• **Petikan Teks**
┌──

PALEMBANG – Dalam upaya meningkatkan efektivitas pengelolaan pertanahan dan tata ruang, lima
kementerian/lembaga (K/L) resmi menandatangani Nota Kesepahaman yang menegaskan komitmen kolaboratif mereka.
Penandatanganan ini di lakukan oleh Kementerian Agraria dan Tata Ruang/Badan Pertanahan Nasional (ATR/BPN),
Kementerian Dalam Negeri (Kemendagri), Kementerian Kehutanan, Kementerian Transmigrasi, serta Badan Informasi Geospasial (BIG) di Kantor Kemendagri, Jakarta.
Menteri ATR/Kepala BPN, Nusron Wahid, menegaskan bahwa kerja sama ini menjadi langkah konkret dalam
menyelesaikan berbagai tantangan pertanahan dan tata ruang yang membutuhkan koordinasi lintas sektor.
“Dengan adanya sinergi antara ATR/BPN, Kemendagri, pemerintah daerah, serta Kementerian Transmigrasi dan
BIG, kita optimistis berbagai persoalan dapat diurai dan diselesaikan secara lebih efektif,” ujar Nusron Wahid.
Penandatanganan ini turut dihadiri oleh Menteri Dalam Negeri, Muhammad Tito Karnavian; Menteri Transmigrasi,
M. Iftitah Sulaiman Suryanagara; Kepala BIG, Muh Aris Marfai; serta Plt. Sekjen Kementerian Kehutanan yang mewakili Menteri Kehutanan.
Nusron Wahid menyoroti tiga persoalan utama yang menjadi fokus kerja sama ini:
Reforma Agraria, khususnya dalam upaya penyelesaian konflik pertanahan.
Pengadaan Tanah untuk Proyek Strategis Nasional, yang pelaksanaannya membutuhkan koordinasi erat dengan pemerintah daerah.
Perencanaan dan Pengelolaan Tata Ruang, termasuk penyelesaian Rencana Tata Ruang Wilayah (RTRW) dan Rencana Detail Tata Ruang (RDTR).
Selain itu, Menteri Nusron juga menekankan pentingnya keterlibatan semua pihak dalam proyek ILASPP
(Integrated Land Administration and Spatial Planning Project) yang di danai oleh Bank Dunia.

└──

• **Bahan**
┌──

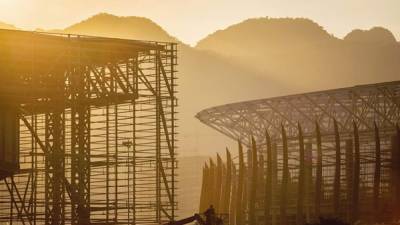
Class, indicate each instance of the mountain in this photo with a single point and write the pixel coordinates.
(205, 78)
(375, 35)
(303, 56)
(131, 27)
(7, 26)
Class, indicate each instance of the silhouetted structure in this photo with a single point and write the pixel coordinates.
(332, 153)
(87, 130)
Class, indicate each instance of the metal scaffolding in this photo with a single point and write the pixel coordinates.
(333, 153)
(96, 129)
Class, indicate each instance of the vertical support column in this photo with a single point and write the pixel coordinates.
(239, 198)
(228, 182)
(336, 184)
(55, 157)
(285, 179)
(55, 166)
(301, 179)
(173, 102)
(308, 156)
(268, 181)
(218, 184)
(349, 179)
(108, 164)
(211, 194)
(377, 174)
(203, 193)
(396, 174)
(253, 185)
(80, 146)
(356, 176)
(232, 206)
(318, 180)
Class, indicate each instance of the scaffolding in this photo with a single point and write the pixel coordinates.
(96, 129)
(332, 153)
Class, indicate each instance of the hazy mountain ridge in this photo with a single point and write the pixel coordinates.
(375, 35)
(257, 58)
(7, 26)
(300, 52)
(132, 27)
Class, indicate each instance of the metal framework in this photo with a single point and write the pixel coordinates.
(96, 129)
(330, 153)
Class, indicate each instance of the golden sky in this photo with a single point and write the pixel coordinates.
(191, 20)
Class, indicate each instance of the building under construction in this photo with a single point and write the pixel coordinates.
(332, 153)
(87, 130)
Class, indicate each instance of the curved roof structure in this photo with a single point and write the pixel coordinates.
(365, 105)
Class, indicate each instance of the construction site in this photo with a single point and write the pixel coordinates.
(88, 130)
(331, 154)
(88, 135)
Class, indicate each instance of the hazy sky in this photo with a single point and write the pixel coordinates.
(191, 20)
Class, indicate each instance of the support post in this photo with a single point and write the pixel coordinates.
(285, 179)
(336, 184)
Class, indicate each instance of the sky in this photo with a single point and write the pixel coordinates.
(192, 20)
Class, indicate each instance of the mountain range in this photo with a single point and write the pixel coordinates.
(256, 58)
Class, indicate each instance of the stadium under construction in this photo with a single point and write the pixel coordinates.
(88, 130)
(333, 153)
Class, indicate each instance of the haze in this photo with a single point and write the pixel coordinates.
(191, 20)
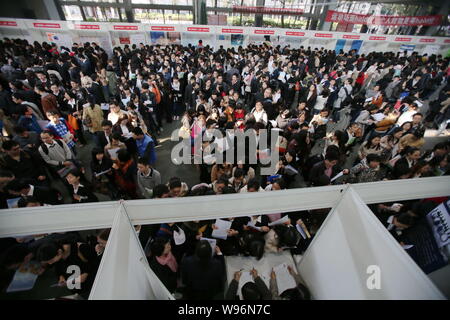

└──

• **Tugas Wajib**
1. Cetak ulang bagian berita tentang nota kesepahaman itu tanpa perubahan, dimulai dengan "Penandatanganan ini di" dan berlanjut hingga "ujar Nusron Wahid.".
2. Menurut berita tentang nota kesepahaman itu, di mana penandatanganannya dilakukan?

• **Hasil Tiap Tugas**
1.
Penandatanganan ini di lakukan oleh Kementerian Agraria dan Tata Ruang/Badan Pertanahan Nasional (ATR/BPN),
Kementerian Dalam Negeri (Kemendagri), Kementerian Kehutanan, Kementerian Transmigrasi, serta Badan Informasi Geospasial (BIG) di Kantor Kemendagri, Jakarta.
Menteri ATR/Kepala BPN, Nusron Wahid, menegaskan bahwa kerja sama ini menjadi langkah konkret dalam
menyelesaikan berbagai tantangan pertanahan dan tata ruang yang membutuhkan koordinasi lintas sektor.
“Dengan adanya sinergi antara ATR/BPN, Kemendagri, pemerintah daerah, serta Kementerian Transmigrasi dan
BIG, kita optimistis berbagai persoalan dapat diurai dan diselesaikan secara lebih efektif,” ujar Nusron Wahid.

2. Di Kantor Kemendagri, Jakarta.